▶ **Passage cité**:

════════

Marcadé et ses amis se roulent des joints aussi épais que des paquebots et essaient produits variés et substances plus ou moins stonifiantes mais n'en sont pas pour autant des babacools avachis. Ne sont pas des hippies, eux-mêmes se définiraient comme des freaks, des monstres pour traduire littéralement. Comprenons des gens qui vivent dans les marges, qui refusent la société de consommation et ses inquiétants corollaires : le travail, la propreté physique et l'ordre moral. Etrange tribu libertaire qui s'étend des paumés aux drogués, des homosexuels aux anarchistes, des petites-frappes aux petits-bourgeois déclassés, a mi-chemin entre la bohème romantique et la cour des miracles. A l'extrême bout de ce continent underground vous trouvez la mouvance arty issue de la beat génération qui sera représentée par Patti Smith et à l'autre extrémité les jeunes lumpens sans présent, ni passé ni futur. Au milieu un fort pourcentage d'amateurs de rock'n'roll qui ont compris d'instinct que cette musique exprimait et contenait les ingrédients indispensables à leur survie. Le rock est en lui-même le vecteur et le message, le trait fédérateur qui relie fun, fureur, révolte, sexe, drogues, jouissance, outrage, gloire et perdition. Le trip total.

 

images.jpg


 

Ils ont les oreilles plus ouvertes que les yeux. Ont déjà flashé sur deux combos prometteurs, Aerosmith et New York Dolls. Plus tard Aerosmith décollera vraiment... Aussi le laisserons-nous s'envoler et frapper à la porte de la renommée... Mais New York Dolls, c'est une autre saga. Ce sont les Stones du pauvre. Ce qui signifie que les Rolling sont les Dolls du riche. Et vu sous cet angle, ça change tout. Les Stones sont le plus grand groupe de rock'n'roll sur la terre, comme se complaisait à le rappeler un pirate fameux, mais les Dolls n'en sont pas pour autant le pire. Ce sont les Pistols qui plus tard s'éclaireront à la lumière noire de ce flambeau éteint. Non les Dolls sont les plus magnifiques. Ils ne jouent pas mieux que la bande à Jagger mais plus fort et plus vite. Les Stones ont pillé les vieux bluesmen pour nous recracher un rhythm'n'blues de derrière les fagots du Klu-Klux-Klan, les Dolls ont inoculé à ce blues'n'rock très vieille Angleterre la rage du rock'n'roll au goût prononcé d'american white trash people. Si les Stones sont issus du ruisseau, les Dolls n'en sont jamais sortis. Saloperie blanche.

 

C'est autour d'un plat de spaghetti que Bruce et Philippe vont sympathiser avec Johnny Thunder. Amitié indéfectible à laquelle seule la disparition de Thunder mettra un point, non pas final mais de suspension car à la façon dont Philippe Marcadé en parle l'on devine que l'on est mort seulement le jour où plus personne ne se souvient de vous.

 

So Alone - Thunders.jpg


 

THE SENDERS

 

L'exemple l'emporte sur la théorie. A admirer les New York Dolls, à avoir eu la chance de découvrir Dr Feelgood, en public et en Europe, Dominique Marcadé prend conscience qu'il est né pour être dans un groupe de rock. En 1977 son groupe, les Senders, donnent leur premier concert.

════════

▶ **Bloc de données**:
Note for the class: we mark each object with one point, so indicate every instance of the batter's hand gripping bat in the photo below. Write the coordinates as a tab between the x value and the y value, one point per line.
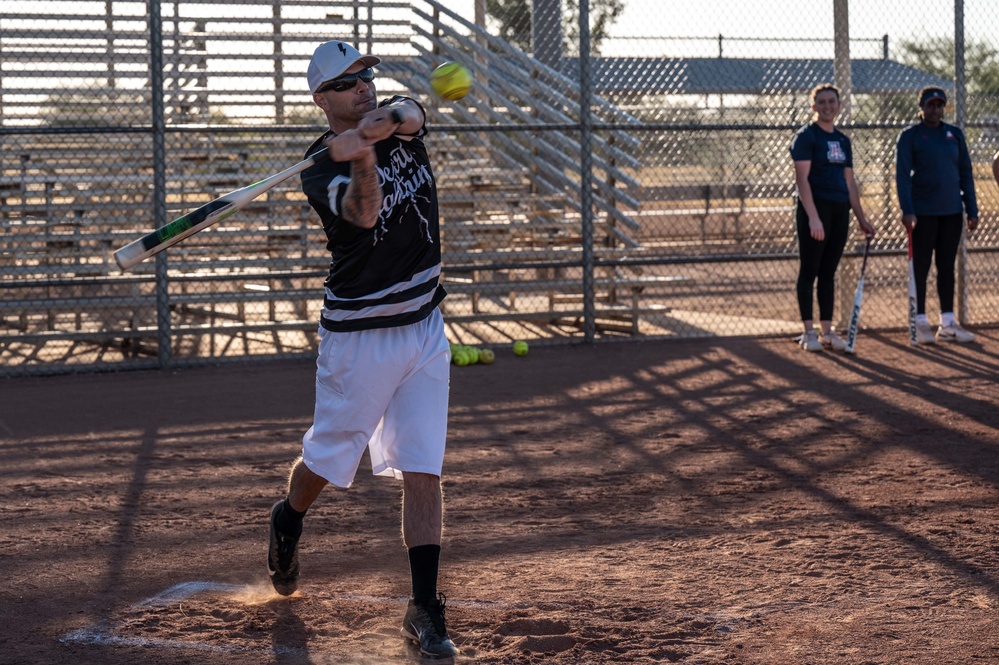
858	300
913	340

════════

▶ **Consigne écrite 1**:
Recopiez s'il vous plaît le passage cité de « L'exemple l'emporte sur » jusqu'à « leur premier concert. », en mettant « doctrine » à la place de « théorie ».
▶ **Consigne écrite 2**:
Énumérez tous les groupes de musique nommés dans le passage cité.
▶ **Consigne écrite 3**:
D'après le passage cité, en quelle année les Senders donnent-ils leur premier concert ?
La liste ne joue aucun rôle ici.

▶ **Réponse complète 1**:
L'exemple l'emporte sur la doctrine. A admirer les New York Dolls, à avoir eu la chance de découvrir Dr Feelgood, en public et en Europe, Dominique Marcadé prend conscience qu'il est né pour être dans un groupe de rock. En 1977 son groupe, les Senders, donnent leur premier concert.

▶ **Réponse complète 2**:
Aerosmith, New York Dolls, Rolling Stones, Pistols, Dr Feelgood, Senders

▶ **Réponse complète 3**:
En 1977.